## Goal
Omit the pictures, please, and give each record below again exactly.

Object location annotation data

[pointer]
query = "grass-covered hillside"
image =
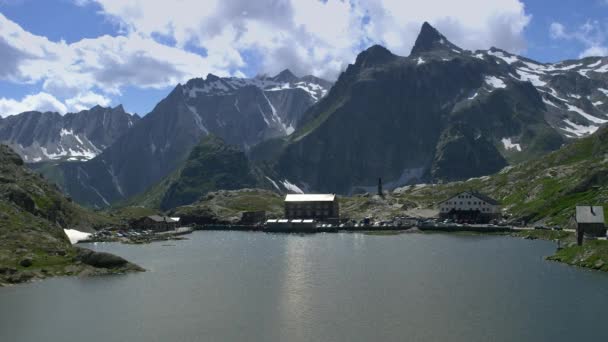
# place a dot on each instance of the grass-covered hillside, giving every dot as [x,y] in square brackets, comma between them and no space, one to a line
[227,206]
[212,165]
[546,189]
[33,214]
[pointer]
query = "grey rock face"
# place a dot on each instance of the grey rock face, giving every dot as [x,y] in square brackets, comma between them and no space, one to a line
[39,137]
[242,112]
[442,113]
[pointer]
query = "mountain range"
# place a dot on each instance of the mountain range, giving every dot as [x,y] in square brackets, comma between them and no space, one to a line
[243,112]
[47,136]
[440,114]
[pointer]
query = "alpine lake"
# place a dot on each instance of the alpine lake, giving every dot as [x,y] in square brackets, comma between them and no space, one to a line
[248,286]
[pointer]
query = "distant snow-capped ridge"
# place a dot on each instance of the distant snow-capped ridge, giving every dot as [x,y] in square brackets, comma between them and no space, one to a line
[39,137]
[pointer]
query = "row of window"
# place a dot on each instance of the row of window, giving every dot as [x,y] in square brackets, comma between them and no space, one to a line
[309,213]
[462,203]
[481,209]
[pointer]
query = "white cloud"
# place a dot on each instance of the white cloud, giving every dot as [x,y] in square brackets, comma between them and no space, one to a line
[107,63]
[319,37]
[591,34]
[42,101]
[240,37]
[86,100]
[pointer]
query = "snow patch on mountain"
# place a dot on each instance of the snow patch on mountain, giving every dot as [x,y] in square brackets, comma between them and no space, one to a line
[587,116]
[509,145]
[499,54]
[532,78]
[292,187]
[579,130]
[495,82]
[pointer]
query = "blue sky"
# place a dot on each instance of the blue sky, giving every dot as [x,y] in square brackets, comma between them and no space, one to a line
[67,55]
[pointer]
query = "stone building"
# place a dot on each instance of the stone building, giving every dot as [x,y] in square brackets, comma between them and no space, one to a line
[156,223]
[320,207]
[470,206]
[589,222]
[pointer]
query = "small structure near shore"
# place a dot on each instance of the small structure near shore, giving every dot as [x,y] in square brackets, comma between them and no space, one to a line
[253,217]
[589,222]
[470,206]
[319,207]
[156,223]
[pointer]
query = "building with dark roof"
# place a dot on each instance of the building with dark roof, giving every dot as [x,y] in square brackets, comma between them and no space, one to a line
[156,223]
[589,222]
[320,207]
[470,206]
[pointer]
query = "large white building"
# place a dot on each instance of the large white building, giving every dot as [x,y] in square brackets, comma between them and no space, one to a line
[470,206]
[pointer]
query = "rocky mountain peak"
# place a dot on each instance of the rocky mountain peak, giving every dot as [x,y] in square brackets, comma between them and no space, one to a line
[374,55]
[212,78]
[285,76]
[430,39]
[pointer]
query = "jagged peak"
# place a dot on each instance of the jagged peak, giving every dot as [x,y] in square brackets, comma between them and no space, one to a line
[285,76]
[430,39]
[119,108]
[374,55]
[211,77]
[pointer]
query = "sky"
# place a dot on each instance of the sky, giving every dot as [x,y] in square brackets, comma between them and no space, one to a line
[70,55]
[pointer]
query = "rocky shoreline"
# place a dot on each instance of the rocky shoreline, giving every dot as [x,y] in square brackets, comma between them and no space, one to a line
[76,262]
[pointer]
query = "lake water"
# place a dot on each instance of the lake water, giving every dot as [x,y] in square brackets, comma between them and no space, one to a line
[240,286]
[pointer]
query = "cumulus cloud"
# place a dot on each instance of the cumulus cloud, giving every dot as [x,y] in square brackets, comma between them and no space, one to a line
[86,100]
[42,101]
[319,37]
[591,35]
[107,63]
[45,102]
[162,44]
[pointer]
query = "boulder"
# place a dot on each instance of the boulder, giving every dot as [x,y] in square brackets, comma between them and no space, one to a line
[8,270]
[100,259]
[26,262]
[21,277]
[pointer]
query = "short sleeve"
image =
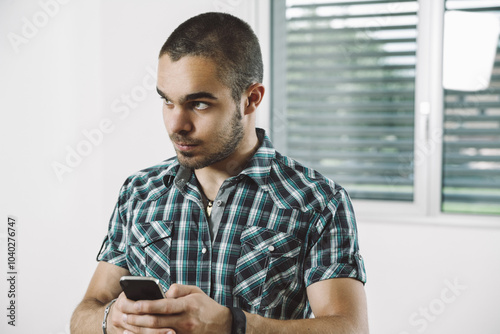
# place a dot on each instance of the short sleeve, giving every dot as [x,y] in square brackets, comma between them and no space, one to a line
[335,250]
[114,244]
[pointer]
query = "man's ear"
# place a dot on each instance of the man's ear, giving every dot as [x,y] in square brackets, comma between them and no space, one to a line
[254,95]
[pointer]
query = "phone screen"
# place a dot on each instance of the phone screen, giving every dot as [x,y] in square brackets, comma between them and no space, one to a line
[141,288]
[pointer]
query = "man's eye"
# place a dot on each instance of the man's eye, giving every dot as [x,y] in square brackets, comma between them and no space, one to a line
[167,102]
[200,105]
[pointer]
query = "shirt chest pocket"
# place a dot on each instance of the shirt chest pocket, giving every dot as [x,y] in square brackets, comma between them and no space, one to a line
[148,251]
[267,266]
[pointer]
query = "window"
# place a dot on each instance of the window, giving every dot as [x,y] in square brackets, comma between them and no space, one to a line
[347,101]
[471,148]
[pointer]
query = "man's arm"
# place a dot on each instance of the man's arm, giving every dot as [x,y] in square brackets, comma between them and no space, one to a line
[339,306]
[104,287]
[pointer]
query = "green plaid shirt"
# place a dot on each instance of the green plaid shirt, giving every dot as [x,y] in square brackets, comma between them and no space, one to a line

## Answer to the task
[pointer]
query = "grass-covered hillside"
image =
# place a dot on each instance of the grass-covered hillside, giving every dot as [x,y] in square brackets, comma between them and no space, one to a line
[227,206]
[212,165]
[546,189]
[33,214]
[pointer]
query = "grey rock face"
# place a dot on each instance of the grey rock face, giving every dot as [x,y] in square brackets, comma between them and no space, one to a line
[39,137]
[242,112]
[442,113]
[pointer]
query = "mountain range"
# place a dot on each instance of the mountain range, giving every dot as [x,y] in square brackets, comma between them and no space, one to a line
[243,112]
[47,136]
[440,114]
[pointer]
query = "alpine lake"
# place a dot on each instance of the alpine lake, giving every dot as [x,y] in square brackets, comma between them and no space, one to a line
[248,286]
[pointer]
query = "distant snow-capped ridge"
# place a dot on each instance of the distant snow-capped ridge, giving every dot as [x,y] in square brackets, comma between them and no space, one to a line
[39,137]
[pointer]
query = "row of window"
# place a dot on each instance of the row of window, giving every dot as [x,y] in square brackets, comma between them and no space, one to a line
[309,213]
[462,203]
[481,209]
[pointer]
query = "white cloud"
# place a dot on each instance of the white cloud, giving every dot as [x,y] in square brackets, comma between them and no space, one to a line
[107,63]
[319,37]
[591,34]
[42,101]
[240,37]
[86,100]
[pointer]
query = "snow patch on mountain"
# place a dot on each instance of the snow patch on mountain, giving every dot as [x,y] in square brackets, comma between them and no space, one to a line
[587,116]
[509,145]
[499,54]
[532,78]
[292,187]
[579,130]
[495,82]
[pointer]
query = "blue sky"
# place a dot on each instance of the blue sky, giving every dot as [x,y] in square brackets, comma between them and no space, one to a line
[67,55]
[pointer]
query = "stone building"
# place a dot on each instance of the stone building, giving every dot as [x,y] in square brackets, comma between them and no space, one to a line
[156,223]
[320,207]
[470,206]
[589,222]
[pointer]
query = "small structure near shore"
# place a dot on each instance of the small structure near shore, giving every dot as [x,y] in square brackets, comma between them and no space, one to a line
[253,217]
[589,222]
[470,206]
[319,207]
[156,223]
[pointer]
query = "building with dark roof"
# place a dot on each instance of the building with dark roof, giving every dot as [x,y] in square brackets, comma between them and no space, one to a line
[156,223]
[589,222]
[320,207]
[470,206]
[pointer]
query = "large white building"
# place a dot on each instance of the large white building, giving every dot as [x,y] in square brackets, comma between them and no space, one to a line
[470,206]
[pointer]
query = "rocky mountain peak"
# place a dot on each instance of the rocky mountain peak, giving every dot as [x,y] in square brackets, comma between them and no space, one to a line
[374,55]
[212,78]
[285,76]
[430,39]
[pointer]
query = "jagged peak"
# place a dot on each instance of the jagged peak, giving every dot as [x,y] in square brackets, comma between them and no space, one to a line
[285,76]
[430,39]
[119,108]
[374,55]
[211,77]
[pointer]
query = "sky"
# place a dot on each instance of the sky, giving every dot as [x,y] in square brackets, comma between them and no space, one to a line
[70,55]
[pointer]
query = "rocky shoreline"
# place a dot on each instance of the rocky shoreline, giving every dot as [x,y] in square brackets, comma between them and no space, one to a line
[76,262]
[pointer]
query = "lake water"
# place a dot on each instance of the lake water, giving every dot as [x,y] in square brackets, comma between them and no space, one to a line
[240,286]
[pointer]
query = "cumulus cloud"
# place a dot on each instance of the cumulus cloud, giving every dot as [x,y] in square brackets, comma between them and no space, one to a line
[86,100]
[42,101]
[319,37]
[591,35]
[107,63]
[45,102]
[162,44]
[pointer]
query = "boulder"
# place a dot on each instance of the boulder, giving every dot as [x,y] in square brackets, comma between them and no space, one to a line
[8,270]
[100,259]
[26,262]
[21,277]
[pointer]
query = "short sleeve"
image =
# place a dot on each instance of the short sleeve, giving every dot as [x,y] in square brackets, comma between them and no space, one to a line
[335,250]
[114,244]
[pointer]
query = "man's ear"
# place a dot on each instance of the man's ear, giving every dot as [x,y] in square brackets, comma between them and no space, one to a line
[254,95]
[pointer]
query = "phone screen"
# place a dot on each instance of the phone screen, giving every dot as [x,y] in square brackets, comma between them and no space, one to a line
[141,288]
[pointer]
query = "man's eye"
# place a dot on each instance of the man's eye, giving every dot as [x,y] in square brackets, comma between them and no space, one to a line
[167,102]
[200,105]
[pointer]
query = "shirt chest pocket"
# place a dot on each instance of the shirt chest pocket, giving every dot as [x,y] in square brackets, comma between them and no space, one to a line
[148,251]
[267,266]
[pointer]
query = "window"
# place a dot on each instance of the window, giving every dot as [x,y] in square brackets, comma between them and no space, one to a line
[347,101]
[471,148]
[pointer]
query = "man's arm"
# place a dot on each instance of the man's arm, giving every dot as [x,y] in square brackets, comma between them and no space, one to a line
[339,306]
[104,287]
[pointer]
query = "green plaid shirt"
# place a dot on each instance of the green plaid shirt, giving every dot as [x,y] in square brackets, comma between them and no space, one to a line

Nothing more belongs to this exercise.